* [Description of the task] Rename "choppy water" to "rough sea" throughout the entries and write their lines out again with nothing else changed. Omit the pictures.

(Outline entries for images)
-- -- --
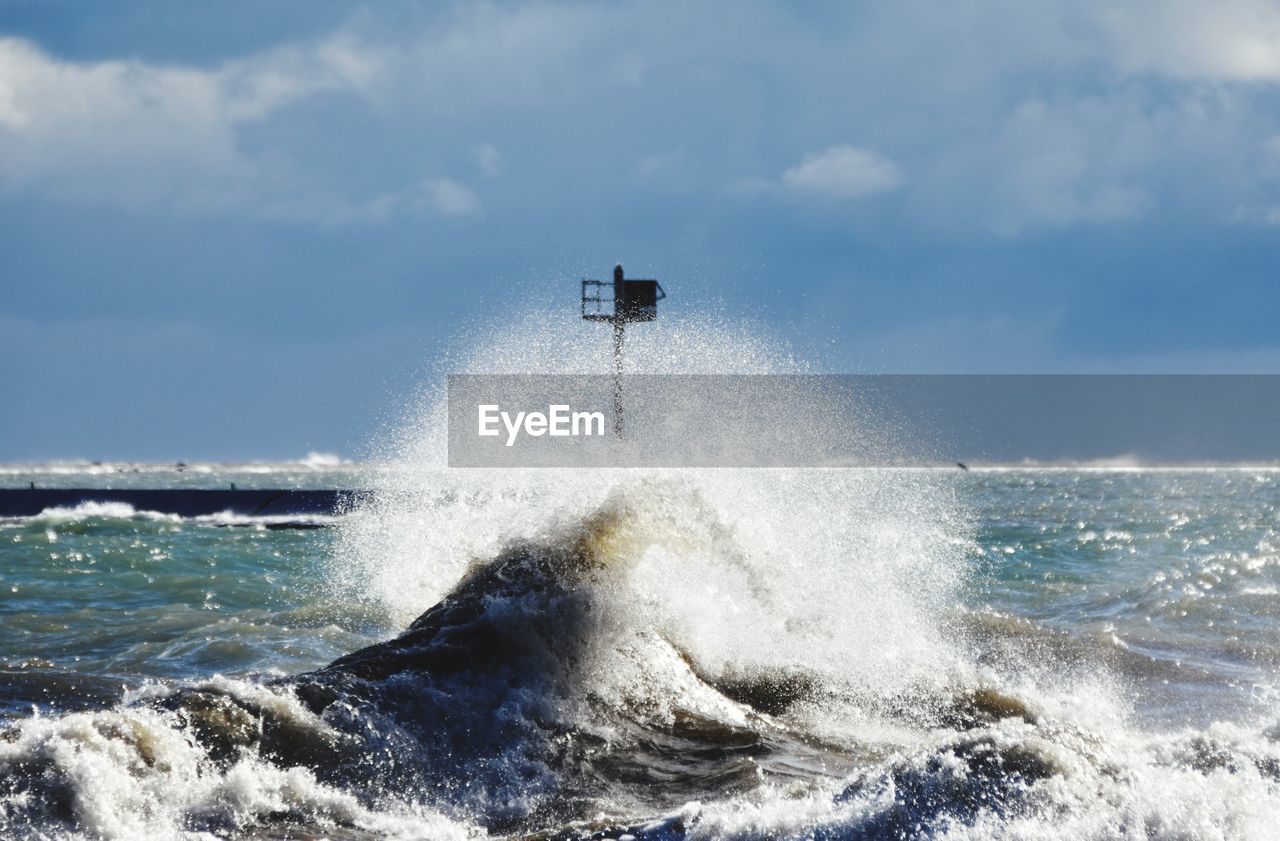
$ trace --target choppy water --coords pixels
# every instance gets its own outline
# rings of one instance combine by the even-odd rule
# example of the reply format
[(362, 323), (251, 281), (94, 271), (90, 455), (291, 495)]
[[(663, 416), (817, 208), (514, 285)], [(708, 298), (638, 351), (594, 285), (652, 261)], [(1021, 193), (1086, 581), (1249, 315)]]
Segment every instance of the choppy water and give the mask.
-- -- --
* [Response to this exercise]
$ trace --target rough sea --coords pixels
# every instance gets its own outline
# rings of one instance combine by the even-odd rule
# example of the reply format
[(362, 323), (251, 281), (94, 271), (90, 455), (291, 495)]
[[(663, 416), (817, 208), (514, 285)], [(708, 298), (638, 351), (594, 285), (652, 261)], [(1021, 193), (1086, 581), (1249, 315)]]
Segment every instance of the rough sea and give the mask.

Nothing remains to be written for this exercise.